(Goal) Give a verbatim quotation of every record.

(Task data)
────────────────────────────────────────

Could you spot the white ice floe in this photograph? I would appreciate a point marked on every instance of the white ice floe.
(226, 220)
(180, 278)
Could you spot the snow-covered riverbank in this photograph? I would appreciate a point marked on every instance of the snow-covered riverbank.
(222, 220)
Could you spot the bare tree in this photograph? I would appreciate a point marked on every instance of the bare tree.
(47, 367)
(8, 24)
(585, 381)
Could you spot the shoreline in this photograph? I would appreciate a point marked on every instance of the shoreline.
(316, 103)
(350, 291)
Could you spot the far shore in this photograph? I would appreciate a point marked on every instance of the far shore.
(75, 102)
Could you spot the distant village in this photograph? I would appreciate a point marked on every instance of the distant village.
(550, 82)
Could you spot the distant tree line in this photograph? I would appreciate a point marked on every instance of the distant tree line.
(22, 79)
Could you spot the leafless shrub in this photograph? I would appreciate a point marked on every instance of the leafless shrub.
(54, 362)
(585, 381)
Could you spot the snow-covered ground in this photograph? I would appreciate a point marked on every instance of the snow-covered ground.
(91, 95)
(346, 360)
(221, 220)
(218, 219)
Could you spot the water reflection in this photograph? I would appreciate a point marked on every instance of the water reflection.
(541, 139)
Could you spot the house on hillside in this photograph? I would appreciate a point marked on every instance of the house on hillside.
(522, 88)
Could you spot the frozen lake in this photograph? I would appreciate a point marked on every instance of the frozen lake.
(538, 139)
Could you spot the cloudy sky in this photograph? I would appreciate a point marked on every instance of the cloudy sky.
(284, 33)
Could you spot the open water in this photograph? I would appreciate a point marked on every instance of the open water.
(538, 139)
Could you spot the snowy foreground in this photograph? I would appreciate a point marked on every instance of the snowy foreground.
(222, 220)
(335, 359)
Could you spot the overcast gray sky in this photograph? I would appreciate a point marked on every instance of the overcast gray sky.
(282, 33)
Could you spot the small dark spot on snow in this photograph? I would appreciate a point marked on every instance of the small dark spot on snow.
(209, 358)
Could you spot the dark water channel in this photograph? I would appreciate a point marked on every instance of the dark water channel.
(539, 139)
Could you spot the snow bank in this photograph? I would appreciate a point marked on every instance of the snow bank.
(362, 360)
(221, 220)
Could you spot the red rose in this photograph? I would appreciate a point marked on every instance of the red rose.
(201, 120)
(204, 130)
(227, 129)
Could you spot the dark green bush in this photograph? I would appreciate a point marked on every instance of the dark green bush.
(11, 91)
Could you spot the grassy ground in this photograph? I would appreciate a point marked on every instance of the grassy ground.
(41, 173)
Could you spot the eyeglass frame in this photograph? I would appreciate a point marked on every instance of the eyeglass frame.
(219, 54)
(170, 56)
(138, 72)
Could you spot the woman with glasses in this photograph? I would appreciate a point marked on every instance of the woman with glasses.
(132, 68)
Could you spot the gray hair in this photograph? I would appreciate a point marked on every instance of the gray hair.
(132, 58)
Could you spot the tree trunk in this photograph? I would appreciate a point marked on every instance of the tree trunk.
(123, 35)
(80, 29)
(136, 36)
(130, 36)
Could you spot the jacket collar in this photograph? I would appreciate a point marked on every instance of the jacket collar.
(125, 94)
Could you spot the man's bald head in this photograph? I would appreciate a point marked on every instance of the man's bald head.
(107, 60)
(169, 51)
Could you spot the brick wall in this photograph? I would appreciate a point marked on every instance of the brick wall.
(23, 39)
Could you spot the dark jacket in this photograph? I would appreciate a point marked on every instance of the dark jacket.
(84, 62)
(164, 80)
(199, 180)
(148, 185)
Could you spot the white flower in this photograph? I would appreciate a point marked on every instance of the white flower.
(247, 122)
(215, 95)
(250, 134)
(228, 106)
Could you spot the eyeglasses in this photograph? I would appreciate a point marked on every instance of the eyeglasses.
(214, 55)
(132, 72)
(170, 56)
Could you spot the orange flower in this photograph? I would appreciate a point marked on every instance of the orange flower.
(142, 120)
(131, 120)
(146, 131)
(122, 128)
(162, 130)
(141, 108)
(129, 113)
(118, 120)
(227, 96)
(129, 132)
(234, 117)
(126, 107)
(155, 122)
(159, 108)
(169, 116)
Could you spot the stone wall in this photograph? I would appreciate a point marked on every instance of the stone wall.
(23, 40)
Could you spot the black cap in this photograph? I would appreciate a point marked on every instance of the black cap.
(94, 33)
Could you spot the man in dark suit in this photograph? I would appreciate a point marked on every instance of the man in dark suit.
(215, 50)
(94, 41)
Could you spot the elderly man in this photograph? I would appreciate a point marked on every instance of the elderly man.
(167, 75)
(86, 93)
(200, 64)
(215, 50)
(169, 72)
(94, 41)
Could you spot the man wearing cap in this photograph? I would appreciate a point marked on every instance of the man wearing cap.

────────────────────────────────────────

(Finished task)
Could you spot the white ice floe in this photograph? I would appreciate a point marked on every instance of the white ice floe.
(226, 220)
(180, 278)
Could you spot the snow-covered riverbank in this photograph? I would appreciate a point marked on every instance of the snow-covered riverbank.
(222, 220)
Could you spot the bare tree in this photograph? I would appreciate a point marked on every instance of the bare tree.
(47, 367)
(8, 24)
(585, 381)
Could you spot the shoreline in this photograph? I would appreciate a point marked on every instance of the shoreline.
(316, 103)
(350, 291)
Could you spot the far shore in this photograph? I would appreciate a point marked on every instance of the far shore.
(75, 102)
Could you spot the distant village in this photograph? I would appreciate a point marked on every instance of the distant village.
(550, 82)
Could you spot the distant tree line in this photograph? I would appreciate a point marked on every instance of the distant tree line.
(22, 79)
Could you spot the leafless shrub in this photograph? I would appreciate a point marked on every instance of the leafless shrub.
(54, 362)
(585, 381)
Could you spot the snow-covered ground in this photograph? I would appreciate a point marked on every instance of the snow-covered ground.
(91, 95)
(346, 360)
(221, 220)
(218, 219)
Could you spot the water reflection in this photograph? I would appreciate a point marked on every instance of the water reflection.
(541, 139)
Could you spot the house on hillside in this photograph? I would appreciate a point marked on every instance of the house on hillside.
(522, 88)
Could you spot the frozen lake in this photograph? I would appreciate a point marked on every instance of the frozen lake.
(538, 139)
Could you spot the cloudy sky in this photograph? I would appreciate a point marked on every instance of the cloudy sky.
(284, 33)
Could you spot the open water in this photograph? I would appreciate a point marked on every instance of the open water.
(538, 139)
Could you spot the snowy foreground in this photograph? I would appreciate a point marked on every instance of the snowy foreground.
(222, 220)
(335, 359)
Could you spot the overcast gray sky in this photograph? I would appreciate a point marked on every instance of the overcast gray sky.
(282, 33)
Could you spot the small dark spot on snow in this photograph? I would appreciate a point marked on every instance of the small dark spot on snow.
(209, 358)
Could you spot the dark water channel in this photograph? I would appreciate a point marked on every instance of the dark water channel.
(539, 139)
Could you spot the snow bank in this photograph? I would appreciate a point marked on every instance of the snow bank.
(362, 360)
(221, 220)
Could you spot the red rose in this photograph? I would appreciate a point marked on every instance of the red rose.
(201, 120)
(204, 130)
(227, 129)
Could you spot the dark green bush in this photograph? I would appreciate a point marked on every instance of the dark green bush.
(11, 91)
Could you spot the grassy ground in this photograph? I would appreciate a point marked on every instance of the grassy ground.
(41, 173)
Could you spot the eyeglass frame in this photograph? I would appreciate a point marked on every instance of the eyeglass frame.
(219, 54)
(170, 56)
(138, 72)
Could you spot the woman with glasses in this photograph? I would appreciate a point marked on every instance of the woman with glasses.
(132, 68)
Could you spot the gray hair in this photograph? I would appreciate a point marked on every instance of the gray hair.
(132, 58)
Could you spot the tree trunk in this photograph? I would appreciate a point marked on every instance of the tree trunk.
(123, 35)
(80, 29)
(136, 36)
(130, 36)
Could you spot the jacket collar in this photograph? I would appreciate a point marked on every instance of the jacket collar.
(125, 94)
Could you spot the man's bald head in this photograph? I would appreciate a point marked on every instance of the man's bald head.
(107, 60)
(169, 51)
Could you spot the brick wall in this photograph? I would appreciate a point marked on every instance of the brick wall.
(23, 39)
Could you spot the dark jacket in this photograph? I would appreciate a point marked on every instance of the dark jacket.
(84, 62)
(164, 80)
(199, 180)
(148, 185)
Could you spot the white flower in this photograph? I would appreciate a point marked on every instance of the white flower.
(247, 122)
(215, 95)
(250, 134)
(228, 106)
Could you spot the eyeglasses in this photograph? I would appreciate a point marked on every instance of the eyeglasses.
(214, 55)
(132, 72)
(170, 56)
Could you spot the orange flower in this photograph? I would appreciate a point marked on every instance of the orange flower.
(142, 120)
(131, 120)
(146, 131)
(122, 128)
(162, 130)
(141, 108)
(129, 113)
(118, 120)
(227, 96)
(129, 132)
(234, 117)
(126, 107)
(155, 122)
(159, 108)
(169, 116)
Could you spot the stone wall in this photograph? I would appreciate a point marked on every instance of the stone wall.
(23, 40)
Could you spot the black cap in this photograph? I would appreciate a point marked on every instance of the black cap.
(94, 33)
Could you spot the man in dark suit in this photograph? I would appreciate a point marked on every instance of the man in dark suit.
(215, 50)
(94, 41)
Could you spot the elderly man in this photograph? I would appreciate a point marked on every instance of the elderly man.
(167, 75)
(86, 93)
(200, 64)
(215, 50)
(169, 72)
(94, 41)
Could you spot the man wearing cap in this photograph? I would appreciate a point marked on every instance of the man wearing cap.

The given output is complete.